## Aufgabe:
Gib aus dem folgenden Auszug über die GoPro Hero5 Black den Abschnitt wortgetreu wieder, der bei den Worten „Beim Mountainbiken mit“ beginnt und nach „insbesondere das Display.“ endet.

## Vorliegender Auszug:

# Mountainbike Downhill, Freeride, Dirt > Mountainbike Media: Foto und Video >  GoPro Hero5 Black: Erster Eindruck - Windgeräusche, Stabilisation, Akku

## noox

Ich war am Freitag zwei Stunden in Leogang, um meine neue GoPro Hero5 Black Edition auszutesten.

Hier das Video - unbedingt in 1440p schauen.


https://www.youtube.com/watch?v=pQrn2PzMItI

*Kurz:*
+ Touch-Display Anzeige/Bedienung
+ genaue Akkustand-Anzeige
+ lange Akkulaufzeit im Vergleich zu 3er oder 4er
+ Videostabilisierung
- Ton (bei Windgeräuschen)
- GPS
- Gewicht

Bisher hatte ich die Hero3. Gefilmt fast durchgängig mit 1080p 60fps. Höhere Auflösungen sind sowieso aufwändig zu bearbeiten und grad am Mountainbike sind andere Kriterien entscheidender als die Auflösung (z.B. Lichtverhältnisse oder wackelfreie Befestigung). Daher zuletzt im Pro-Tune-Modus gefilmt und Farbkorrektur nachträglich vorgenommen. Besonders bei Licht-Schattenwechsel kann man hier deutlich mehr rausholen.

*Gewicht*

Beim Mountainbiken mit Brusthalterung ist das Gewicht der Kamera entscheidend. Je leichter desto weniger häufig kommt es zu Wacklern. Ich hatte daher zuletzt mit der kleinen Halterung "The Frame" gefilmt. Wegen Windgeräusche mit GoPro Windslayer. Der erste Eindruck der GoPro Hero5: schwer, aber dank Gummierung fühlt sie sich ziemlich gut und haltbar an.

Gewichte:
- Hero5: 117 g
- Hero5 mit Halterung: 143 g
- Hero3: 75 g
- Hero3 mit"The Frame" inkl. Linse: 100 g
- Hero3 mit Standardgehäuse (offener Deckel): 159 g

Sie ist annähernd so dick wie die 3er im Gehäuse, aber doch weniger breit und hoch. Das hohe Gewicht ist sicher bedingt durch die stabilere und wasserdichte Ausführung und insbesondere das Display.

## Bereitgestellte Daten:
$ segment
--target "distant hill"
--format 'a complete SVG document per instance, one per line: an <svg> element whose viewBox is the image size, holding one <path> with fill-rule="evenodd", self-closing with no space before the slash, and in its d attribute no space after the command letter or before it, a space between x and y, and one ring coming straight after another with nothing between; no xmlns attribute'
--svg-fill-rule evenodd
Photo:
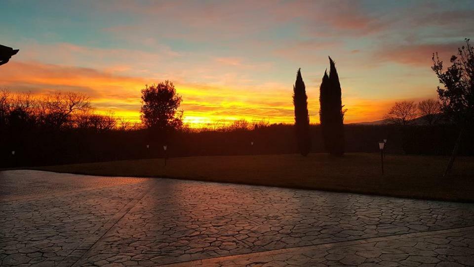
<svg viewBox="0 0 474 267"><path fill-rule="evenodd" d="M410 125L428 125L427 121L424 118L425 116L419 117L416 119L413 119L410 122ZM438 114L436 116L436 120L438 124L446 124L448 121L446 120L442 114ZM363 122L355 123L349 123L349 125L383 125L387 124L388 122L386 120L380 120L378 121L374 121L373 122Z"/></svg>

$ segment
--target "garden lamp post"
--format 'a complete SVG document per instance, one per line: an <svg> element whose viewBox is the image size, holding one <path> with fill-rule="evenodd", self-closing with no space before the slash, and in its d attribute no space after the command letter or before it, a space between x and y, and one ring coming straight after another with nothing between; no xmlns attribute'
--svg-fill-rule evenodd
<svg viewBox="0 0 474 267"><path fill-rule="evenodd" d="M166 149L168 148L168 146L164 145L163 146L163 151L164 151L164 166L166 166Z"/></svg>
<svg viewBox="0 0 474 267"><path fill-rule="evenodd" d="M384 148L385 142L383 141L379 142L379 149L380 149L380 162L382 163L382 175L384 175Z"/></svg>
<svg viewBox="0 0 474 267"><path fill-rule="evenodd" d="M0 44L0 65L8 62L11 57L16 55L18 51L19 51L19 49L13 49Z"/></svg>
<svg viewBox="0 0 474 267"><path fill-rule="evenodd" d="M384 139L384 157L385 158L385 153L386 153L386 151L387 151L387 139Z"/></svg>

## Antwortbereich:
Beim Mountainbiken mit Brusthalterung ist das Gewicht der Kamera entscheidend. Je leichter desto weniger häufig kommt es zu Wacklern. Ich hatte daher zuletzt mit der kleinen Halterung "The Frame" gefilmt. Wegen Windgeräusche mit GoPro Windslayer. Der erste Eindruck der GoPro Hero5: schwer, aber dank Gummierung fühlt sie sich ziemlich gut und haltbar an.

Gewichte:
- Hero5: 117 g
- Hero5 mit Halterung: 143 g
- Hero3: 75 g
- Hero3 mit"The Frame" inkl. Linse: 100 g
- Hero3 mit Standardgehäuse (offener Deckel): 159 g

Sie ist annähernd so dick wie die 3er im Gehäuse, aber doch weniger breit und hoch. Das hohe Gewicht ist sicher bedingt durch die stabilere und wasserdichte Ausführung und insbesondere das Display.